-- Opening Marker --
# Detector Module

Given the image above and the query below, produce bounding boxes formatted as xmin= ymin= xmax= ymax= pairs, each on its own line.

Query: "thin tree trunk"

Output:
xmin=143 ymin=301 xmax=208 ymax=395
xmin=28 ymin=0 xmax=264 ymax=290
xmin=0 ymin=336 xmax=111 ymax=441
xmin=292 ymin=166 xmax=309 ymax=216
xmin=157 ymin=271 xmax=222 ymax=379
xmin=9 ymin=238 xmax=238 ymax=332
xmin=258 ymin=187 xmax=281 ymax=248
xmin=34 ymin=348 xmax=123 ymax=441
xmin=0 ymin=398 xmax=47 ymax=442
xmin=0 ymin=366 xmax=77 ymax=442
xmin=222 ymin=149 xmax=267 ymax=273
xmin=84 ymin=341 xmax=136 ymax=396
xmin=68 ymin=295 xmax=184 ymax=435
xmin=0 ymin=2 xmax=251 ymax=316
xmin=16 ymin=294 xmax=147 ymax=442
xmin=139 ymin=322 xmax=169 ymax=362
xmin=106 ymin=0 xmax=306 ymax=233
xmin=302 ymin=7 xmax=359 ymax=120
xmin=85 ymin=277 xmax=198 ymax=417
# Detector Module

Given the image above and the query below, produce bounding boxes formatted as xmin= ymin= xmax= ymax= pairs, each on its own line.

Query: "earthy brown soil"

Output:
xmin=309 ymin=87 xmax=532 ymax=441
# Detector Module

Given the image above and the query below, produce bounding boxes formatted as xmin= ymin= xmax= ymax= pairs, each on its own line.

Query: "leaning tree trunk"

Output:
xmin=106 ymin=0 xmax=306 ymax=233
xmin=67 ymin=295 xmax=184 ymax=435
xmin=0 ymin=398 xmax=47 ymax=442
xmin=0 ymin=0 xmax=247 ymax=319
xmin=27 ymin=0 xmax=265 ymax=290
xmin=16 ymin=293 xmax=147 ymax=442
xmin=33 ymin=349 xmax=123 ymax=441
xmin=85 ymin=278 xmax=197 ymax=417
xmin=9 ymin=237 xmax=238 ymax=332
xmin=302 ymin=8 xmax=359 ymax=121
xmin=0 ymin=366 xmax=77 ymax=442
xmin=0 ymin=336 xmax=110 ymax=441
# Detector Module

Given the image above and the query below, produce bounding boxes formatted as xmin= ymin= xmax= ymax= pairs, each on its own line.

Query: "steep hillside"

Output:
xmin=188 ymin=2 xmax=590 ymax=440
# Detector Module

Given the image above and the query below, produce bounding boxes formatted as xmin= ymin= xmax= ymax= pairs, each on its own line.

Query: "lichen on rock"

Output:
-- Closing Marker --
◆ **DIRECTIONS**: Please give back the listing in full; each line must match exactly.

◆ **TASK OUTPUT**:
# Detector Module

Given the image above and the query below, produce bounding boxes formatted as xmin= ymin= xmax= ymax= pairs, each on its own line.

Query: "thin tree trunk"

Output:
xmin=143 ymin=301 xmax=208 ymax=395
xmin=28 ymin=0 xmax=264 ymax=290
xmin=0 ymin=336 xmax=111 ymax=441
xmin=292 ymin=166 xmax=309 ymax=216
xmin=157 ymin=271 xmax=222 ymax=379
xmin=9 ymin=238 xmax=238 ymax=332
xmin=258 ymin=187 xmax=281 ymax=248
xmin=34 ymin=348 xmax=123 ymax=441
xmin=0 ymin=398 xmax=47 ymax=442
xmin=0 ymin=366 xmax=77 ymax=442
xmin=222 ymin=149 xmax=267 ymax=273
xmin=84 ymin=341 xmax=136 ymax=396
xmin=68 ymin=295 xmax=184 ymax=435
xmin=0 ymin=2 xmax=251 ymax=316
xmin=16 ymin=294 xmax=147 ymax=442
xmin=139 ymin=322 xmax=169 ymax=362
xmin=106 ymin=0 xmax=306 ymax=233
xmin=302 ymin=7 xmax=359 ymax=120
xmin=85 ymin=277 xmax=198 ymax=417
# Detector Module

Given the image above and the query below, produce bounding boxes formatted as xmin= ymin= xmax= ymax= pairs, each on its own line.

Query: "earthy brown soil"

Output:
xmin=309 ymin=87 xmax=532 ymax=441
# Detector Module

Given the image above and the query below, produce bounding boxes formatted as xmin= ymin= xmax= ymax= pairs, each on its own line.

Query: "leaning tree trunk"

Output:
xmin=106 ymin=0 xmax=306 ymax=233
xmin=67 ymin=295 xmax=184 ymax=435
xmin=0 ymin=398 xmax=47 ymax=442
xmin=0 ymin=0 xmax=247 ymax=319
xmin=27 ymin=0 xmax=265 ymax=290
xmin=16 ymin=293 xmax=147 ymax=442
xmin=33 ymin=349 xmax=123 ymax=441
xmin=85 ymin=278 xmax=197 ymax=417
xmin=9 ymin=237 xmax=238 ymax=332
xmin=302 ymin=8 xmax=359 ymax=121
xmin=0 ymin=366 xmax=77 ymax=442
xmin=0 ymin=336 xmax=110 ymax=441
# Detector Module

Given the image above and the query below, produce bounding boxes formatted as xmin= ymin= xmax= ymax= pairs, each on its own line.

Query: "steep hillside"

Output:
xmin=188 ymin=2 xmax=590 ymax=440
# Detector Module

Given the image above and the query below, produce bounding boxes formatted as xmin= ymin= xmax= ymax= pairs, each on its own line.

Query: "lichen on rock"

Output:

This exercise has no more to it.